++++ AVAILABLE DATA

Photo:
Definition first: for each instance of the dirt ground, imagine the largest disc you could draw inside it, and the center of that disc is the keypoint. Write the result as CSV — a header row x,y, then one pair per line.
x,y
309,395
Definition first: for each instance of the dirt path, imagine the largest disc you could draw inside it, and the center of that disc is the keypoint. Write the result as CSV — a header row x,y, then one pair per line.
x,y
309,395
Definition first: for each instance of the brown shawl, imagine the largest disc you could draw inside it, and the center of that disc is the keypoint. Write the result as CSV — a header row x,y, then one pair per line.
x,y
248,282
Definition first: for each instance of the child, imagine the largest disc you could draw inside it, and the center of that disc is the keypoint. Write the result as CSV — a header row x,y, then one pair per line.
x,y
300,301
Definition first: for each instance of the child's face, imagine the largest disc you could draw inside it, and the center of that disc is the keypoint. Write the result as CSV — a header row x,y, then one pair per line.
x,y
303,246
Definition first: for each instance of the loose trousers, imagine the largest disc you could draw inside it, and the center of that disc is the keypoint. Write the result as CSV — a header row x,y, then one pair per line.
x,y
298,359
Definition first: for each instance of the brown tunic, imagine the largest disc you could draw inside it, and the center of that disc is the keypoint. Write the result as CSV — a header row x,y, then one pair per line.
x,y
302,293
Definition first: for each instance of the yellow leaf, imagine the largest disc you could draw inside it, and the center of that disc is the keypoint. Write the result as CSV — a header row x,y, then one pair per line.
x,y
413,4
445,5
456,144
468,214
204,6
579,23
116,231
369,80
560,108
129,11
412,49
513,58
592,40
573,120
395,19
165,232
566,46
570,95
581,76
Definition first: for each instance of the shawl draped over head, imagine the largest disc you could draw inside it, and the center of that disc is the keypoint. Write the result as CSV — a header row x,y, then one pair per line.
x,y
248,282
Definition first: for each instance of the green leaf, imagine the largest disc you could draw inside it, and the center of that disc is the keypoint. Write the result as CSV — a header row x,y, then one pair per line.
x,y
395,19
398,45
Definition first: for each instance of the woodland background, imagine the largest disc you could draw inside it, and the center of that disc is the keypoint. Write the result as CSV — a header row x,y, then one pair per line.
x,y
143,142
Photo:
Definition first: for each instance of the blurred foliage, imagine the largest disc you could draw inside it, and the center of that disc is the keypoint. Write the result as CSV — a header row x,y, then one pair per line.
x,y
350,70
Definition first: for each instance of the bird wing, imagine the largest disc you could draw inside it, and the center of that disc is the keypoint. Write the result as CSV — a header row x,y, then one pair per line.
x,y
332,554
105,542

++++++++

### PROBLEM DESCRIPTION
The whole listing needs repeating. Match each line exactly.

### RESPONSE TO THE TASK
Photo:
Definition first: for each instance of the dirt ground, imagine the largest disc you could draw inside it, and the center of that disc is the keypoint. Write the result as CSV — a header row x,y, then one pair per line.
x,y
309,395
Definition first: for each instance of the dirt path, imagine the largest disc you could draw inside it, and the center of that disc is the keypoint. Write the result as CSV — a header row x,y, then one pair per line.
x,y
309,395
Definition first: for each instance of the brown shawl, imagine the largest disc you could draw inside it, and the center of that disc is the keypoint. Write the result as CSV — a header row x,y, then one pair per line.
x,y
248,282
Definition first: for each instance of the child, imagine the largest disc you could draw inside it, and the center of that disc is the keypoint. Write the result as CSV — a header row x,y, then one pair per line.
x,y
300,301
Definition first: for each instance of the child's face, imagine the largest disc you could draw inside it, and the center of that disc is the keypoint. Write the result as CSV — a header row x,y, then one pair per line.
x,y
303,246
Definition first: for each instance of the loose trousers, imagine the largest disc you could draw inside it, and the center of that disc is the keypoint. Write the result as CSV — a header row x,y, then one pair per line.
x,y
298,359
Definition first: for each instance of the brown tunic, imagine the largest disc you could draw inside it, and the center of that disc is the keypoint. Write the result as CSV — a header row x,y, then one pair per line.
x,y
302,293
Definition first: for each instance of the yellow leaf, imagine the largest disc you could draw inside it, and the center of that disc is the keypoint. Write the result as CSV — a header row x,y, then one pair per line.
x,y
413,4
445,5
456,144
468,214
204,6
579,23
116,231
369,80
560,108
129,11
412,49
513,58
592,40
573,120
395,19
165,232
566,46
570,95
581,76
Definition first: for each instance of the shawl draped over head, imagine the largest disc you could draw inside it, and the center of that disc is the keypoint. Write the result as CSV — a header row x,y, then one pair per line.
x,y
248,282
Definition first: for each instance of the green leaf, imagine the largest disc you could draw inside it, and the center of that disc is the keypoint. Write the result as CSV — a header row x,y, then one pair per line.
x,y
395,19
398,45
Definition first: for each instance of the woodland background, imagine the largest disc you could draw inside it, and the center of that disc is the keypoint. Write the result as CSV — a header row x,y, then one pair per line.
x,y
143,142
Photo:
Definition first: for each instance of the blurred foliage, imagine the largest disc you could draw inside it, and the center of that disc is the keypoint. Write the result as CSV — a header row x,y, then one pair per line.
x,y
350,70
Definition first: for each instance of the bird wing, imagine the largest disc you could draw inside it, and the center of that disc is the keypoint. Write the result as CSV — a header row x,y, then one pair per line.
x,y
332,554
105,542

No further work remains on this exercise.